(Beginning of Text passage)

DALE EARNHARDT, JR.: Yeah, I'm excited that they've repaired the dip. What happens is at every racetrack is where they put a tunnel in, over years the water and rain and whatnot settles the ground over the top of the tunnel and creates a dip in the track and a bump in the track.
I was telling -- I used the media, but I told Gossage and those guys at Texas how the track was coming into its own and creating a second and third groove, but the dip was so bad at the top of the corner on one and two that it was hard for us to run through there. We were running on cold bound springs and stuff like that. And when you go over a big old bump like that with a cold bound spring it throws the car in the air, so I told them if they could fix that they'd have a better racetrack. He was upset that I used the media to tell him that, but sometimes you guys got the loudest microphone.
As far as the "Dale" movie, I was really thrilled with how that turned out, very proud of the whole project and just want to give it the best opportunity to be seen by as many people as possible. I'm just trying to help that.

(End of Text passage)

Exercise description
Continue the interview about the repaired track dip and the "Dale" movie, picking up after its last sentence.

(Beginning of Dataset excerpts)

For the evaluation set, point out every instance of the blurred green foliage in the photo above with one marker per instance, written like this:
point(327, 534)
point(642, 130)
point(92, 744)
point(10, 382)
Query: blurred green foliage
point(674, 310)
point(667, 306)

(End of Dataset excerpts)

Written answer
Q. This question is for Junior. Junior, there's been some people complaining that Doug Johnson and Jeff Burton didn't dump Kyle Busch at Bristol. They all cited the way your dad raced, how he didn't care who it was or what it was, he was going to win a race no matter what. Talk about racing etiquette and evolution and whose it changed that much.
DALE EARNHARDT, JR.: I think different guys race differently. You have to understand that Jeff and Jimmie are teammates and they're friends and they know each other really well, and believe it or not, in that situation, it's easier to -- it's easier for Jeff to go in there and give Jimmie the bumper. If it were another competitor like Tony Stewart or Jeff Burton, maybe that wouldn't have happened, Jeff would have drove totally different.
But being close as friends as long as they have, they can lean on each other harder. It's like me and Tony, Jr., being able to cuss at each other in the garage area and being able to walk it off, and other crew chiefs and drivers don't have that style of relationship.
I think that the circumstances comes down to which two drivers are involved and how they've raced each other in the past. Every situation is going to have a different outcome. I thought it was good to see. I thought -- I didn't think any driver really had anything to complain about.
If anybody had anything to complain about -- if anybody who was having a bad day it was the guys that missed the race who were sitting home watching it on TV. I was very happy to be running up front with a first shot at the win, and I think that's the way those guys probably felt, too.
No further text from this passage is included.